=== TASK DETAILS ===
Please write out every one of the records below word for word, line by line, in the same order.

=== INFORMATION GIVEN ===
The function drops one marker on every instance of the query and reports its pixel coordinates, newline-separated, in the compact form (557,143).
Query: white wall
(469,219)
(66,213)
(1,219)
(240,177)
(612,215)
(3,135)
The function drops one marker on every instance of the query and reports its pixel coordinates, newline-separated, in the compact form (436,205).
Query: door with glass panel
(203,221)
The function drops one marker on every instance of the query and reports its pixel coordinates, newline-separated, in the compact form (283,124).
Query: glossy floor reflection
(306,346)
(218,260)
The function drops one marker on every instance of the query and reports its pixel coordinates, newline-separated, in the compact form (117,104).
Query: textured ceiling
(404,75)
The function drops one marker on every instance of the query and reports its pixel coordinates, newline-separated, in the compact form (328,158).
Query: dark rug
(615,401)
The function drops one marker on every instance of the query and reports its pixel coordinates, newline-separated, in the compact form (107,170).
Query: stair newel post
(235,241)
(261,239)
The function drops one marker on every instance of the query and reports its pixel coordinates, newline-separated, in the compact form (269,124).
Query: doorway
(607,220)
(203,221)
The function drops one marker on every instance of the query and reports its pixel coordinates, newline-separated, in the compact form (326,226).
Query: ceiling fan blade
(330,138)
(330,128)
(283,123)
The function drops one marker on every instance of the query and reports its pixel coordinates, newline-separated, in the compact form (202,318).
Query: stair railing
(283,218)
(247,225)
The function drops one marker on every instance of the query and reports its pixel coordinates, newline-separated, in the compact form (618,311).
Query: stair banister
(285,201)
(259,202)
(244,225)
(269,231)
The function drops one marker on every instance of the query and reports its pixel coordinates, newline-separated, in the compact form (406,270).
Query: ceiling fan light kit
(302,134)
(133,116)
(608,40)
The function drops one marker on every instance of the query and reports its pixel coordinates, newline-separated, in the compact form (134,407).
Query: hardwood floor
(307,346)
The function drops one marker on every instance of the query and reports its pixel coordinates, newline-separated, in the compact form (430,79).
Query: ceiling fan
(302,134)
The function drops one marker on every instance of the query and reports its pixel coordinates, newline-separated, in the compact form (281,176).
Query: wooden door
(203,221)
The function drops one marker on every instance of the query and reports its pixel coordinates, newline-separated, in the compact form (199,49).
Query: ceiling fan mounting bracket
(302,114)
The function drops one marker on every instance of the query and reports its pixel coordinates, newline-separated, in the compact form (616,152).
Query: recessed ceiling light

=== RESULT ===
The function drops one marker on every instance of the query and reports its pixel coordinates, newline-separated, in the compact form (557,143).
Query: white wall
(469,219)
(66,213)
(1,219)
(240,177)
(612,215)
(3,135)
The function drops one marker on every instance of the query and reports its pixel coordinates, newline-separated, in the compact form (436,205).
Query: door with glass panel
(203,221)
The function drops one marker on every instance of the query and reports its pixel coordinates, newline-separated, in the compact form (283,124).
Query: glossy floor reflection
(306,346)
(218,260)
The function drops one marker on every instance of the query and reports its pixel coordinates, newline-separated, in the compact form (117,104).
Query: textured ceiling
(404,75)
The function drops one marker on every instance of the query and reports its pixel coordinates, newline-separated, in the compact form (328,158).
Query: dark rug
(615,401)
The function drops one marker on every instance of the query and reports its pixel coordinates, newline-separated, in the compact form (107,170).
Query: stair newel post
(235,241)
(261,239)
The function drops one marker on every instance of the query and reports its pixel coordinates, newline-separated, in the compact form (269,124).
Query: doorway
(607,220)
(203,221)
The function drops one marker on every instance of the query and reports its pixel coordinates, newline-separated, in the compact form (326,226).
Query: ceiling fan blade
(330,138)
(330,128)
(283,123)
The function drops one marker on every instance of the query and reports its pixel coordinates, newline-separated, in the compact form (202,318).
Query: stair railing
(283,218)
(247,225)
The function drops one marker on every instance of the query and reports its pixel coordinates, newline-separated, in the compact form (618,311).
Query: stair banister
(285,201)
(259,202)
(244,225)
(269,231)
The function drops one marker on every instance of the query and reports its pixel coordinates, newline-separated, in the compact form (406,270).
Query: ceiling fan light kit
(302,134)
(133,116)
(608,40)
The function drops one marker on every instance of the query and reports its pixel coordinates, newline-separated, in the compact form (134,407).
Query: hardwood floor
(307,346)
The function drops one marker on every instance of the query and reports its pixel coordinates, newline-separated, in the compact form (430,79).
Query: ceiling fan
(302,134)
The function drops one marker on every instance of the query and reports its pixel coordinates, newline-separated, in the compact form (281,176).
Query: wooden door
(203,221)
The function drops one marker on every instance of the query and reports its pixel coordinates, newline-separated, in the compact form (199,49).
Query: ceiling fan mounting bracket
(302,114)
The function drops one marker on every instance of the query and reports its pixel coordinates, newline-separated, in the compact form (616,152).
Query: recessed ceiling light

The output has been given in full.